_Passage provided_.
--------

Biogen Rebuffed by Supreme Court in Bid for Royalties on Rebif

The Supreme Court declined to consider a bid by Biogen Inc. to revive a case in which it was seeking billions of dollars in royalties from the sale of Merck KGaA’s Rebif multiple sclerosis drug.

Biogen said it invented a way to genetically engineer and administer a protein known as beta-interferon, which slows the physical deterioration caused by multiple sclerosis. The company, which makes the MS drug Avonex, claimed it lost billions of dollars when Merck’s EMD Serono Inc. and then-partner Pfizer Inc. entered the market with their competing medication Rebif.

A jury in New Jersey invalidated Biogen’s patent, but a judge overturned that verdict and granted a new trial. The U.S. Court of Appeals for the Federal Circuit, the nation’s top patent court, ordered the original verdict reinstated, saying the patent wasn’t a new idea. 

Biogen argued the Federal Circuit erred in ruling that the treatment using a genetically engineered version of the protein was little different from what had been done with the human protein. Earlier research promoted the use of the natural protein as an MS treatment, “but such treatments were unworkable because the naturally occurring protein could not be harvested in sufficient quantities,” Biogen argued.

“If not corrected, the decision will have severe adverse consequences for biomedical research and development,” said Biogen, adding that more than 140 genetically engineered proteins are approved for use in therapeutics, and that analysts estimate the annual global market is over $90 billion.

--------

_Excerpted records_.
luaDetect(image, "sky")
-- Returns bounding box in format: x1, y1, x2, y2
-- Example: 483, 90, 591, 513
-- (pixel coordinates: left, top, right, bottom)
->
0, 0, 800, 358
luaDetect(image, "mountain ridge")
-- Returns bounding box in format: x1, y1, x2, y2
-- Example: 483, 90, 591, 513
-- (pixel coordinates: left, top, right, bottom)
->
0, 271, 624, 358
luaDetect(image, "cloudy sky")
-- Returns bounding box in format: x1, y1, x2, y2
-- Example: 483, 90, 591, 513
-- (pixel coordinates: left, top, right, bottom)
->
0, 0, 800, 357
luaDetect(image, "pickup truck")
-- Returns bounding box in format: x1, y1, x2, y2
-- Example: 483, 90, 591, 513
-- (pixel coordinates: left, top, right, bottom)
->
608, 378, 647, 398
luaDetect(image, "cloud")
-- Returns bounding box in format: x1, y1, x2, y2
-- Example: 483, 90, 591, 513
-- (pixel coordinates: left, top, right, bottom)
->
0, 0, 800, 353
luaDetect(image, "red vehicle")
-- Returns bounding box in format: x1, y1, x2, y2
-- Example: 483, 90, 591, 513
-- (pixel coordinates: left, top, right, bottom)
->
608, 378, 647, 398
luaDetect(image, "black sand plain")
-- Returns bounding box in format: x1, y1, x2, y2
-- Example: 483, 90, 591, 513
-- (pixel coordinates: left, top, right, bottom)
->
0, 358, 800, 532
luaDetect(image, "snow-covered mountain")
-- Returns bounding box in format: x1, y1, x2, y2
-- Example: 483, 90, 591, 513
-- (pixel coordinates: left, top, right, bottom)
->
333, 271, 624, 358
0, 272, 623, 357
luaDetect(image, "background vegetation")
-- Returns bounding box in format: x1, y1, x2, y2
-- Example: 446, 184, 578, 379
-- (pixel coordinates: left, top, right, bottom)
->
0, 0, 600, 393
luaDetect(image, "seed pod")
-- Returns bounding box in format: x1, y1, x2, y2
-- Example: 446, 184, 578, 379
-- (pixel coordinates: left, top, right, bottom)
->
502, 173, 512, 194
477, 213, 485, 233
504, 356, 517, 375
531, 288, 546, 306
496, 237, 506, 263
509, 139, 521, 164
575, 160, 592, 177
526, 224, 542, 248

--------

_What this task involves_.
Decide whether each statement agrees with the article on Biogen's Supreme Court bid. For each, answer yes or no and quote the deciding words of the article. 1. A jury in New Jersey upheld Biogen's patent. 2. Biogen makes the MS drug Avonex. 3. The Federal Circuit ordered a new trial.

_Exercise response_.
1. No: "A jury in New Jersey invalidated Biogen’s patent"
2. Yes: "The company, which makes the MS drug Avonex"
3. No: "ordered the original verdict reinstated"